Reproduce the entries shown below only from the line with "query | red table" down to the line with "query | person wearing hood", keeping both end lines and copying each one exactly.
____
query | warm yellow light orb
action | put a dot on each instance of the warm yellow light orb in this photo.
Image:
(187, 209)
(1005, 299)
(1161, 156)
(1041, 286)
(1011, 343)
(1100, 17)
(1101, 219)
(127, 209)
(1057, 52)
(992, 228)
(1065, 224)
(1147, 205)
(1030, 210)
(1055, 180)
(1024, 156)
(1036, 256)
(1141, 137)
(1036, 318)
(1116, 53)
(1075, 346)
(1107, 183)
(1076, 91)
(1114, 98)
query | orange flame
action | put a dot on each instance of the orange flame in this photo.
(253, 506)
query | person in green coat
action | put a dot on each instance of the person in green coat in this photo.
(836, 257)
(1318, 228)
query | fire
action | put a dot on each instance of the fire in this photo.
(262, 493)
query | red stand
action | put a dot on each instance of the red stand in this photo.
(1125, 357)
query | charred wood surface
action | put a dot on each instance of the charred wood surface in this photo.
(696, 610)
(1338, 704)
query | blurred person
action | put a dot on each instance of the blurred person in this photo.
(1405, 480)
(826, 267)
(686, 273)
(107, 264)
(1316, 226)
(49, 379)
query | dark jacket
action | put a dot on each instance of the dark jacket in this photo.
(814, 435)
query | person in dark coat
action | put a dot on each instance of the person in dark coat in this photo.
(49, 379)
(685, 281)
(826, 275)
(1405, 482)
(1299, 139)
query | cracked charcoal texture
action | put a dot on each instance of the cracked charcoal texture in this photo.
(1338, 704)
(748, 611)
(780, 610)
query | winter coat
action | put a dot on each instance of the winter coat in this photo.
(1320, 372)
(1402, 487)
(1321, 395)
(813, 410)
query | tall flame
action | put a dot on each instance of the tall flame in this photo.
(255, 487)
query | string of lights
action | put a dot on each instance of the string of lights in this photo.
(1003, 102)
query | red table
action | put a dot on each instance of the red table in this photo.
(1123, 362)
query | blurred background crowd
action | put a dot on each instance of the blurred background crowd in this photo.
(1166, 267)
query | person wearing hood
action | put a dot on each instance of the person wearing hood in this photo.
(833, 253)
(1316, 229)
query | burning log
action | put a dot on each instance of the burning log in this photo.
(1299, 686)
____
#### [The completed task]
query | red table
action | put a dot on each instance of the red table in this photo.
(1123, 362)
query | blurred background crowd
action | put a dot on each instance of the blurred background crowd in this photo.
(1166, 267)
query | person wearing hood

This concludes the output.